======== Available data ========
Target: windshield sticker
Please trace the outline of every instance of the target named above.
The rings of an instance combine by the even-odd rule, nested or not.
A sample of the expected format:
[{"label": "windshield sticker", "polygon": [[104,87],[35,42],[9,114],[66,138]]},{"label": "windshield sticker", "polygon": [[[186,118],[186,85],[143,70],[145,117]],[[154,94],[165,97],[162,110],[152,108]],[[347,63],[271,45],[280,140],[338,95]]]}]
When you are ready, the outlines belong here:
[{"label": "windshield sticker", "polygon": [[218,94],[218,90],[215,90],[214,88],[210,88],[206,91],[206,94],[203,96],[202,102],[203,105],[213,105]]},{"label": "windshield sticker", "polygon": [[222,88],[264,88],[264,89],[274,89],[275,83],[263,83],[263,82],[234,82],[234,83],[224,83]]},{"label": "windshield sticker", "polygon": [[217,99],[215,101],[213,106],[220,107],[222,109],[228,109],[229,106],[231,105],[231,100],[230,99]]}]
========
### Short task
Give the lines of the listing as a numbered list, leaving out blank lines.

### Written answer
1. Target: windshield sticker
2. Please trace the outline of every instance of the target named above.
3. The rings of an instance combine by the even-odd rule, nested or not.
4. A sample of the expected format:
5. [{"label": "windshield sticker", "polygon": [[104,87],[35,42],[9,114],[66,138]]},{"label": "windshield sticker", "polygon": [[[186,118],[186,85],[143,70],[145,117]],[[154,94],[165,97],[162,110],[152,108]],[[347,63],[271,45],[280,140],[338,95]]]}]
6. When you are ready, the outlines belong here:
7. [{"label": "windshield sticker", "polygon": [[218,94],[218,90],[215,90],[214,88],[210,88],[206,91],[206,94],[203,96],[202,102],[203,105],[213,105]]},{"label": "windshield sticker", "polygon": [[222,88],[264,88],[264,89],[274,89],[275,83],[263,83],[263,82],[234,82],[234,83],[224,83]]},{"label": "windshield sticker", "polygon": [[217,99],[215,101],[213,106],[220,107],[222,109],[228,109],[229,106],[231,105],[231,100],[230,99]]}]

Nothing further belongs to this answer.